* **WHAT YOU ARE ASKED TO DO**
Give back all the data exactly, line by line.

________

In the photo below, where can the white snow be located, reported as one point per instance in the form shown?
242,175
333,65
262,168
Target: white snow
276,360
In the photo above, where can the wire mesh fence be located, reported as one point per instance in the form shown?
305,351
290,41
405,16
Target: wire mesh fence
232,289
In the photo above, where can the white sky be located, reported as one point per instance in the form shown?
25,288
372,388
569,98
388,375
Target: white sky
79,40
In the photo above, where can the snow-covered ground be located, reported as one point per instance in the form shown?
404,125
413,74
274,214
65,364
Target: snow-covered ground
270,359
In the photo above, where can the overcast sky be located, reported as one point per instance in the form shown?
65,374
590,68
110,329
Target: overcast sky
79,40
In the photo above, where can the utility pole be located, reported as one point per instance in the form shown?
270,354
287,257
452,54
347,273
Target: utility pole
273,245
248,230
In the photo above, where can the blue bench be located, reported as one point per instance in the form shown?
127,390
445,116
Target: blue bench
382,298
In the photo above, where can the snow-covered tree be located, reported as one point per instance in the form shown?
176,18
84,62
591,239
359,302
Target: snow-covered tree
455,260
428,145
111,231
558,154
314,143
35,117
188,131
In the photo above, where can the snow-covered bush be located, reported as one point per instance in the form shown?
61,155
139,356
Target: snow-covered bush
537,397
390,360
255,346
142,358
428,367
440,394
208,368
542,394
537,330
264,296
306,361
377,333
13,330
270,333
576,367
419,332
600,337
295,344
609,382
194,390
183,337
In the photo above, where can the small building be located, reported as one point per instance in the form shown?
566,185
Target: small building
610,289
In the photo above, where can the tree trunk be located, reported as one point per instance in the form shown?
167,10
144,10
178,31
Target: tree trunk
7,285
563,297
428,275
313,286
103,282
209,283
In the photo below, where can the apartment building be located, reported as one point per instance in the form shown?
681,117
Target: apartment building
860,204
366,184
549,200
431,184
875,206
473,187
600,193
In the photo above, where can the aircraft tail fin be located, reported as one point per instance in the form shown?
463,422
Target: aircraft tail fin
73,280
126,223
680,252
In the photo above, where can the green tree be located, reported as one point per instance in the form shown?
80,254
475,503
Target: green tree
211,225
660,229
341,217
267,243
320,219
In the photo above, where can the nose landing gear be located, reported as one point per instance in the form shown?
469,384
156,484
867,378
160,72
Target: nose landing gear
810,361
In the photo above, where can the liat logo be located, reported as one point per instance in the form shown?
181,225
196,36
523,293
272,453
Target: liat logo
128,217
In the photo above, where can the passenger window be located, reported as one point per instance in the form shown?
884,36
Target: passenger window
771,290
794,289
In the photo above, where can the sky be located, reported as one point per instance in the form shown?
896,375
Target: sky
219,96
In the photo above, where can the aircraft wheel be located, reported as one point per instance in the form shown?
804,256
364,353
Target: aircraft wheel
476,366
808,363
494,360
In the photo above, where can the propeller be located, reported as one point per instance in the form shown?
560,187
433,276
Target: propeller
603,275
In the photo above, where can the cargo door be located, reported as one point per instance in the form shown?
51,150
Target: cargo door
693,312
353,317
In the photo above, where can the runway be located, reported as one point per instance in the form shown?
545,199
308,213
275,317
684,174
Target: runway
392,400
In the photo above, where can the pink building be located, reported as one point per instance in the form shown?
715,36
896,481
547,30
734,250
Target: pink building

________

* **TASK ANSWER**
In the photo below, where can the white snow be located, reported as one point per instance in the form shown?
242,175
333,65
262,168
Target: white snow
276,360
In the photo above, where can the wire mesh fence be located, reported as one point per instance in the form shown?
305,351
290,41
405,16
Target: wire mesh fence
232,289
In the photo above, where can the white sky be located, reported as one point per instance in the form shown?
25,288
372,388
569,98
388,375
Target: white sky
79,40
In the photo above, where can the snow-covered ground be located, reported as one point per instance in the form shown?
404,125
413,74
274,214
65,364
Target: snow-covered ground
270,359
In the photo above, where can the overcast sky be located, reported as one point per instance in the form shown?
65,374
590,68
110,329
Target: overcast sky
79,40
In the photo above, where can the utility pole be located, reported as one point per instance in the form shown?
270,354
287,257
452,54
347,273
Target: utility pole
273,245
248,230
In the photo above, where can the blue bench be located, reported as one point per instance in the form shown?
127,390
445,116
Target: blue bench
382,298
In the photo above, where can the snow-covered tree be located, reported as one point per instance in the form shown?
176,18
84,62
591,239
359,302
Target: snow-covered tree
455,260
428,145
111,231
558,154
314,143
35,117
188,131
In the photo above, where can the snow-covered bush be located, reported as one point per instance in the form shown?
61,155
139,356
Target: snow-covered bush
537,397
390,360
255,346
142,358
428,367
440,394
208,368
542,394
537,330
264,296
306,361
377,333
13,330
270,333
576,367
419,332
600,337
295,344
609,382
194,390
183,337
In the photo above, where can the small building be located, reported as one point per instance in the form shown?
566,185
Target: small building
610,289
In the photo above, where can the tree trunk be located, reported as one point per instance in the form shown?
167,10
144,10
178,31
Target: tree trunk
7,285
563,297
428,275
313,286
103,282
209,283
In the photo below, where can the apartment building be located, reported as one point per instance in the form shown?
681,117
Target: apartment building
860,204
366,184
549,200
431,184
875,206
473,187
600,193
In the photo above, where can the aircraft tail fin be located, reported as one point per instance in the form shown?
463,422
Target: aircraft tail fin
73,280
126,223
680,252
In the photo above, where can the green tree be located, reported as one point per instance in the form shown?
80,254
475,503
Target: green tree
211,225
660,229
341,217
267,243
320,219
In the photo above, where can the nose landing gear be located, reported as one point per instance in the form shown?
469,384
156,484
867,378
160,72
Target: nose landing gear
810,361
In the photo above, where can the liat logo be located, reported as one point per instance in the form shown?
181,225
196,36
523,293
272,453
Target: liat logo
128,217
In the photo above, where can the passenger window be located, reported as one point per instance in the form shown?
884,36
Target: passenger window
771,290
794,289
In the photo above, where can the sky be located, reported as one point per instance in the form shown?
896,375
Target: sky
219,96
In the photo above, where can the aircraft wheel be located, reported as one point per instance in the form shown?
804,256
364,353
Target: aircraft wheel
476,366
808,363
494,360
In the photo above, where can the propeller be located, reported as one point per instance in the form shown?
560,187
433,276
Target: propeller
603,275
In the photo above, where can the cargo door be located, reported as one point per instance in the form shown?
51,150
Target: cargo door
693,312
353,317
In the photo above, where can the runway be located, reported as one point per instance in the form shown?
545,199
308,213
275,317
684,174
Target: runway
392,400
In the photo above, where can the pink building be located, reported as one point per instance in the form shown?
715,36
896,481
547,30
734,250
Target: pink building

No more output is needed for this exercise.